[Object detection data]
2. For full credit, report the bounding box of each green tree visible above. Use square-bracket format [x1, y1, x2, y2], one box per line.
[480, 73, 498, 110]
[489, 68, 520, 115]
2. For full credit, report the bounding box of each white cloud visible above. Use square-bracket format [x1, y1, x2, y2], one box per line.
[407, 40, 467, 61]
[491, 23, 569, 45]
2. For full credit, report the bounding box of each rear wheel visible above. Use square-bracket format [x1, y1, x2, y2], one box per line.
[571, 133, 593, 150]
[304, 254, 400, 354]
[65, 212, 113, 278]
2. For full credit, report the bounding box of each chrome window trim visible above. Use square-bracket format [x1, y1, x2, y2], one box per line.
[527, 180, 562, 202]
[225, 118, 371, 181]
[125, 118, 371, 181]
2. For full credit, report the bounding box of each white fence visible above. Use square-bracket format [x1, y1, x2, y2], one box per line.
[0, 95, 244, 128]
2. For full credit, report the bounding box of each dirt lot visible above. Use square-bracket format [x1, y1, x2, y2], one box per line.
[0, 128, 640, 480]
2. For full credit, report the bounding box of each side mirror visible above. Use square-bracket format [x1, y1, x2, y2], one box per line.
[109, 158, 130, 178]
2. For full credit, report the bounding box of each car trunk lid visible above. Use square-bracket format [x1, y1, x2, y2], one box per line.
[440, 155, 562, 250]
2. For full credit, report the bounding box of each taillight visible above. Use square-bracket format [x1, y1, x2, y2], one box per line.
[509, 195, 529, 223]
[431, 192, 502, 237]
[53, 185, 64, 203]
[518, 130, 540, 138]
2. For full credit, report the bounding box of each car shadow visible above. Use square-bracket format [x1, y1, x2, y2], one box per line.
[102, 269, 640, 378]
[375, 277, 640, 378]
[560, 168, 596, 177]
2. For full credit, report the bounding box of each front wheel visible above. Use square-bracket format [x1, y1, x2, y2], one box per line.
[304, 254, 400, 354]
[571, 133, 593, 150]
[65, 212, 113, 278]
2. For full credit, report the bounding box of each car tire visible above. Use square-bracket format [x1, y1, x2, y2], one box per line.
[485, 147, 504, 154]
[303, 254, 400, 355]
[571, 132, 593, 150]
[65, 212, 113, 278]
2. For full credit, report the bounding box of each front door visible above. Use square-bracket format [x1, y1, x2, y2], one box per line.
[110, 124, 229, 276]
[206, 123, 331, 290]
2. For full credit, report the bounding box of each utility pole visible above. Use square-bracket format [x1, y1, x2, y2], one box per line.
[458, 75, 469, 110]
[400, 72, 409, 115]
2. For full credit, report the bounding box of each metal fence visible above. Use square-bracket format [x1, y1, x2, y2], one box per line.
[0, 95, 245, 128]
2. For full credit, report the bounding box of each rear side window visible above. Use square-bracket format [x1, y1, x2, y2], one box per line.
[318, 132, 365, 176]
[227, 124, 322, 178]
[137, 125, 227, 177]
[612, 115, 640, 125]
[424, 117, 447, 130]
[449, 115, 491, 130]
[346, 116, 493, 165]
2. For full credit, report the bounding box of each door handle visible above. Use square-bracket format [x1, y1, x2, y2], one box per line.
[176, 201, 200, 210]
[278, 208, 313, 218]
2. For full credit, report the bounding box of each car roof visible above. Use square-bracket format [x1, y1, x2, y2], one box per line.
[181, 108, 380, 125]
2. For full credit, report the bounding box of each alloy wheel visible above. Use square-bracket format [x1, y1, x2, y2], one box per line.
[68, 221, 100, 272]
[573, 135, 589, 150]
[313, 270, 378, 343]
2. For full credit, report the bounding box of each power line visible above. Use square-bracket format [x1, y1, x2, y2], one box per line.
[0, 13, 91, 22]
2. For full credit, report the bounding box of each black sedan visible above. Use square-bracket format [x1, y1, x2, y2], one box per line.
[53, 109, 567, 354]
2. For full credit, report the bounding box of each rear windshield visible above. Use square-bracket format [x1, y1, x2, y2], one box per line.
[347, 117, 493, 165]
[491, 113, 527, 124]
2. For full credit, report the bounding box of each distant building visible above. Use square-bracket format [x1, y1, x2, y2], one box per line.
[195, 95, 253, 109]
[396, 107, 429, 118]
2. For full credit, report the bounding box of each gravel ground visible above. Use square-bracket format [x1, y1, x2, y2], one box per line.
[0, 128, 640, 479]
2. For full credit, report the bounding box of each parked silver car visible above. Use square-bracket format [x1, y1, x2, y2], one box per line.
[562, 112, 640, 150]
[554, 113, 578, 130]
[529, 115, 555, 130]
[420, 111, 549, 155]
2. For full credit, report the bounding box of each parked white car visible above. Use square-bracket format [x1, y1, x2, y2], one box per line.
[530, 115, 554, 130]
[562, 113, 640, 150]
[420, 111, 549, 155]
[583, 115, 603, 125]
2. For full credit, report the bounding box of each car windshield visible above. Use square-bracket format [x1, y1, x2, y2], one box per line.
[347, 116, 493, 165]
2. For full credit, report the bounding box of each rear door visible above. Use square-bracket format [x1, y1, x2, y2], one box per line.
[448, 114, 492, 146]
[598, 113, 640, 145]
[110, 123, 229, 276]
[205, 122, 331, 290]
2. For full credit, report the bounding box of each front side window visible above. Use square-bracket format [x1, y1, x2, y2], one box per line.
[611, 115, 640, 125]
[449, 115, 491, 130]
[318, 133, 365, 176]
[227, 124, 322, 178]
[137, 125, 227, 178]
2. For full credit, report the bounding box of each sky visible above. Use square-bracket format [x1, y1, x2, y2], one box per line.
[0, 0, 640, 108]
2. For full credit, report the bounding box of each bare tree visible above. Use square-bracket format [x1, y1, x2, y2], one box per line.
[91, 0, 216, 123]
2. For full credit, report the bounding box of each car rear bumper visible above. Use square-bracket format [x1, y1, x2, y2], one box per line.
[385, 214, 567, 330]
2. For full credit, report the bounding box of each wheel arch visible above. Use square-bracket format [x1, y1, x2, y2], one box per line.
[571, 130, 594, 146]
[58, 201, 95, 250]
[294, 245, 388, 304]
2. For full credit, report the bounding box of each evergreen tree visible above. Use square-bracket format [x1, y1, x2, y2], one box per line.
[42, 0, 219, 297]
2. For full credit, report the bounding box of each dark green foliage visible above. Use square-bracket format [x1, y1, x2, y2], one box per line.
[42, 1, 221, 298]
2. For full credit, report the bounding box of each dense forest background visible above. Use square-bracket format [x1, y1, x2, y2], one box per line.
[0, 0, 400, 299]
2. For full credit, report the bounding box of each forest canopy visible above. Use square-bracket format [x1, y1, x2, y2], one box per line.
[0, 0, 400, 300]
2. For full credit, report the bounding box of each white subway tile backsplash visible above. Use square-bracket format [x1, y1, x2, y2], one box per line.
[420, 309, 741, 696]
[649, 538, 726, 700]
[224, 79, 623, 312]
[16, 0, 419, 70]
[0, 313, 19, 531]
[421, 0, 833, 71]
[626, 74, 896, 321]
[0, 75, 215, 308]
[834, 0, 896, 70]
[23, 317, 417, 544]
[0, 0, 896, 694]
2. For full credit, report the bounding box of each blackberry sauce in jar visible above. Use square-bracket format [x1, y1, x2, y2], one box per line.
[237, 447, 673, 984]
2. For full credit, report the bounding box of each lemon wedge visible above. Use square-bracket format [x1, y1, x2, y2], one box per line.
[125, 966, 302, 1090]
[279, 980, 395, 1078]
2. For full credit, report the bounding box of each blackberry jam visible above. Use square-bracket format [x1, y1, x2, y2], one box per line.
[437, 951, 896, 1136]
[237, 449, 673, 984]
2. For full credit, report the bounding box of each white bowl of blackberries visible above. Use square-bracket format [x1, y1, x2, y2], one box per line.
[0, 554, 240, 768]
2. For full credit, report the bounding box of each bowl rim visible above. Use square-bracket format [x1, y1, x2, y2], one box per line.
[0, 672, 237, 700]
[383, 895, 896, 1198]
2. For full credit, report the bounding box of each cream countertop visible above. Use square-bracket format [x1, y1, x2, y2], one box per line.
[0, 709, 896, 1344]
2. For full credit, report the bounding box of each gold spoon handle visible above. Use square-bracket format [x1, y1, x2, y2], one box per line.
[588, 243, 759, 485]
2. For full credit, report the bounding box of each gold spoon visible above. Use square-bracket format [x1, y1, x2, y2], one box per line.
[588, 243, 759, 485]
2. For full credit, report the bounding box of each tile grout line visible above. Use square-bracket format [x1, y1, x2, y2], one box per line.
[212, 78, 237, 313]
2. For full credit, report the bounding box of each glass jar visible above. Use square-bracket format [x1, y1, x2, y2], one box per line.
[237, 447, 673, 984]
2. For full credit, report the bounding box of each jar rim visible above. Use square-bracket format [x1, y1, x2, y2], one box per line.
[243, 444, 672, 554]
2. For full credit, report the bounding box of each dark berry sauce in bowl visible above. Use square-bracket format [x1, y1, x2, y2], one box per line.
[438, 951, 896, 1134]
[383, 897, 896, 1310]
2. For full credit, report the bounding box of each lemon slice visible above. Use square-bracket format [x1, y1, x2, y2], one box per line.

> Request
Can you rewrite the records from their start through the line containing "[560, 168, 596, 177]", inclusive, swapping "white fence" for "picket fence" and changing nothing else?

> Solution to the exercise
2. For full credit, report the bounding box of each green tree visible above. Use square-bracket format [x1, y1, x2, y2], one box per line.
[480, 73, 498, 110]
[489, 68, 520, 115]
2. For full credit, report the bounding box of each white cloud visible above. Use square-bracket format [x1, y1, x2, y2], one box per line.
[407, 40, 467, 61]
[491, 23, 569, 45]
2. For full credit, report the bounding box of each rear wheel visible above. Use square-bracket format [x1, y1, x2, y2], one box per line.
[571, 133, 593, 150]
[304, 254, 400, 354]
[65, 212, 113, 278]
2. For full credit, report the bounding box of each chrome window trim visible above. Use square-bracket format [x1, y1, x2, y2], one box per line.
[527, 180, 562, 202]
[225, 118, 371, 181]
[125, 118, 371, 181]
2. For full credit, report the bounding box of each picket fence visible above. Use square-bracket format [x1, y1, x2, y2], one box per line.
[0, 95, 244, 128]
2. For full credit, report the bounding box of each dirt lot visible above. Use square-bracket format [x1, y1, x2, y2], one box per line.
[0, 128, 640, 480]
2. For full credit, report the bounding box of each side mirror visible above. Use square-bracket format [x1, y1, x2, y2], one box per line.
[109, 158, 130, 178]
2. For full credit, report the bounding box of each car trunk lid visible above. Use square-bracket format [x1, y1, x2, y2], one box per line.
[440, 155, 562, 250]
2. For full credit, report the bounding box of each taillight visible above. Use square-bracket format [x1, y1, x2, y2], one box per line.
[509, 195, 529, 223]
[431, 192, 502, 237]
[53, 185, 64, 203]
[518, 130, 540, 138]
2. For full credit, report the bounding box of each car shadow visible above. Use square-bracket format [x1, y1, x2, y2], one box per line.
[102, 269, 640, 378]
[375, 277, 640, 378]
[560, 168, 596, 177]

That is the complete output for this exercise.